> _Passage to read_

::::::::::

- Born: 15 May 1870 Toceno
- Died: 29 May 1955 (aged 85) Toceno
- Education: School of Fine Arts "Rossetti Valentini", Accademia di Belle Arti di Venezia
- Known for: Painting
- Movement: Neo-impressionism, Divisionism

= Giovanni Battista Ciolina =

Italian painter (1870–1955)

Giovanni Battista Ciolina (15 May 1870 – 29 May 1955) was an Italian neo-impressionist and divisionist painter.

== Biography ==
Born into a family of Valle Vigezzo farmers in 1870, he attended the Rossetti Valentini Art School in Santa Maria Maggiore - where he became close friends with other future painters such as Carlo Fornara, Gian Maria Rastellini and Lorenzo Peretti Junior - for five years, beginning in 1882, absorbing the teachings of Enrico Cavalli, a great connoisseur of the French art of the era and the historic innovator of painting in Valle Vigezzo.

In the late 1880s, he received a two-year scholarship to attend the Scuola libera del nudo at the Accademia di Belle Arti in Venice. A talented and precocious artist, he demonstrated the level of excellence he had achieved with the works Ritratto della madre (Portrait of the Artist’s Mother) (1890) and L'ombrellino rosso (The Little Red Umbrella) (1892). In the company of his friend and fellow painter Carlo Fornara, he spent a long period in Lyon between 1895 and 1896 studying the great masters and learning about the new painting on the other side of the Alps. On his return to Italy he turned to Divisionism, applying the new technique according to the example of Giovanni Segantini. After his first showing, at the Third Triennale of Brera in 1897 with the painting Il filo spezzato (The Broken Thread), he opened a studio in Milan, where he produced numerous paintings in the divisionist style, including La lavandaia (The Washerwoman), Fanciulla che guarda dalla finestra (Girl looking out the window) and Mestizia crepuscolare (Twilight Sorrow). He took part in numerous exhibitions in Italy and abroad, and, after gradually abandoning Divisionism, arrived at the Venice International Art Exhibition of 1907 with the painting Preludio di primavera (Prelude to Spring), making extensive use of impasto and retaining the luminosity of his earliest works, but with the addition of a melancholy lyricism typical of Neo-impressionism, often entrusted to compositions of broad and powerful scope as in paintings Ritorno all’alpe (Return to the mountain pasture) and Toceno al tramonto (Toceno at sunset).

::::::::::

> _Records_
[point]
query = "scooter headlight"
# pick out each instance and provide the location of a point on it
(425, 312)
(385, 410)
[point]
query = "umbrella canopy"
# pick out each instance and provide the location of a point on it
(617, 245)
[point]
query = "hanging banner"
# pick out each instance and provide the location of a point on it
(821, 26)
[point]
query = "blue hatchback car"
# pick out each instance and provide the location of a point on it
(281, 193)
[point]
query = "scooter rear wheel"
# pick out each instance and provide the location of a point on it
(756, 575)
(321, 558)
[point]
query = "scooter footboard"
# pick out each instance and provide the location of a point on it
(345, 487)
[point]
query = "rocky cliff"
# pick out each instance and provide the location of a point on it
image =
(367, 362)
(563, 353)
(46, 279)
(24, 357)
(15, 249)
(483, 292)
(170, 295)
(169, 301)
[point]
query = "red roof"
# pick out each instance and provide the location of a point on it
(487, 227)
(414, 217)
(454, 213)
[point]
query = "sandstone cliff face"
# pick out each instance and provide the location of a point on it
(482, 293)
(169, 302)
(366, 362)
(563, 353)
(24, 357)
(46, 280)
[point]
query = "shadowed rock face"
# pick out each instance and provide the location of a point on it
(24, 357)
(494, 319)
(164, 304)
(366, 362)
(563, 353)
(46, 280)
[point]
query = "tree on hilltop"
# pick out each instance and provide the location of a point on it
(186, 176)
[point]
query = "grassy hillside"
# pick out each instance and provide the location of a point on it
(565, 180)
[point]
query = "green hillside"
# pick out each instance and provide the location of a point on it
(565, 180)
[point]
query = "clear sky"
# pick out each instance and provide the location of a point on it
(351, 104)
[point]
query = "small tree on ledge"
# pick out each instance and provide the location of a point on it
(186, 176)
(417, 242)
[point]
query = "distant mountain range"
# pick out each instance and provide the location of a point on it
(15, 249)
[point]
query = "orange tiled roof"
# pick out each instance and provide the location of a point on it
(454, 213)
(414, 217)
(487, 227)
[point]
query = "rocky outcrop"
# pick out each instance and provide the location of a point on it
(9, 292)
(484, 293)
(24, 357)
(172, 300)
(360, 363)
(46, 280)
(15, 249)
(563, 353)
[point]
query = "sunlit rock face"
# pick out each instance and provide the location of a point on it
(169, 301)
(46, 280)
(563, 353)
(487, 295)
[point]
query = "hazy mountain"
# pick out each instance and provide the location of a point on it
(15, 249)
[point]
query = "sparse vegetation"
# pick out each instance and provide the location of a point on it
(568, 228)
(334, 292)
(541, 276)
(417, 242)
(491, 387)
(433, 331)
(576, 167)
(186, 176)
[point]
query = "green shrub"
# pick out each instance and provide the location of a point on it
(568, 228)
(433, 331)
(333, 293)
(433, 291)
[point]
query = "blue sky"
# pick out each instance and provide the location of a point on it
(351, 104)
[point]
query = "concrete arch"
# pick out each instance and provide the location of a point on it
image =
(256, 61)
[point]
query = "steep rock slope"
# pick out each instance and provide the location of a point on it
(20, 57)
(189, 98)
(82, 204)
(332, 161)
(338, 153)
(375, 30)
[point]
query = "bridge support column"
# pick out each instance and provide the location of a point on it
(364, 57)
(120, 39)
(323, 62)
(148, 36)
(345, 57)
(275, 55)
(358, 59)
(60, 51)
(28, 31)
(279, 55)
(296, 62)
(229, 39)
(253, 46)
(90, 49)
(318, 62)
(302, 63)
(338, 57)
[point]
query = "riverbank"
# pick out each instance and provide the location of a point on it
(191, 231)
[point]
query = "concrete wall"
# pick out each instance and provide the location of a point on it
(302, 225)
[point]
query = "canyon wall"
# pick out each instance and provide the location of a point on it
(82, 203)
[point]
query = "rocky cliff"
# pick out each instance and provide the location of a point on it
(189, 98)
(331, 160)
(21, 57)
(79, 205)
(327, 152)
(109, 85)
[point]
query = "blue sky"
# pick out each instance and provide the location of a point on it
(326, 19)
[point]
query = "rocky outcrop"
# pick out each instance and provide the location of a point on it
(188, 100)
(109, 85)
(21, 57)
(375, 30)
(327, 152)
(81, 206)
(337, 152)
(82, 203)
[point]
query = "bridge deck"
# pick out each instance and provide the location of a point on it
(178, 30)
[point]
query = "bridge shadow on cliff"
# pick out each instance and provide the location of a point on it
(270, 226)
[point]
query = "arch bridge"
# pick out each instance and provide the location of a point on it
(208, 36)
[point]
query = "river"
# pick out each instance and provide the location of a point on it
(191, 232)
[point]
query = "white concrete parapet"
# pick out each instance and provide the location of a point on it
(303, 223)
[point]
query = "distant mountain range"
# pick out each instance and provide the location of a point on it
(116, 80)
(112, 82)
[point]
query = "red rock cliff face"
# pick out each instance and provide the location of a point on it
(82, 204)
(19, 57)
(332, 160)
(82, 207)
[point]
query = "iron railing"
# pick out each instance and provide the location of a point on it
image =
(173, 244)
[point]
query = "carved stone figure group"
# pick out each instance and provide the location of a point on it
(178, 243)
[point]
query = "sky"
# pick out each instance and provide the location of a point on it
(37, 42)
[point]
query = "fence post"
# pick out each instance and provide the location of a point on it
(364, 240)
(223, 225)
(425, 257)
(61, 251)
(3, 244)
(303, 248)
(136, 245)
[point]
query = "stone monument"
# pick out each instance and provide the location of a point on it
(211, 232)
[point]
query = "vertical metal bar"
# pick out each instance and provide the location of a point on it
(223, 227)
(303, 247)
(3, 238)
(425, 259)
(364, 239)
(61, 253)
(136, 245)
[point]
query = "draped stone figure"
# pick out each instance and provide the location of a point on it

::::::::::

> _Written task_
Please explain, in one to three sentences and based on the Ciolina biography, why Ciolina spent a long period in Lyon between 1895 and 1896.

> _Task output_
Ciolina went to Lyon with his friend and fellow painter Carlo Fornara to study the great masters. He also wanted to learn about the new painting being done on the other side of the Alps.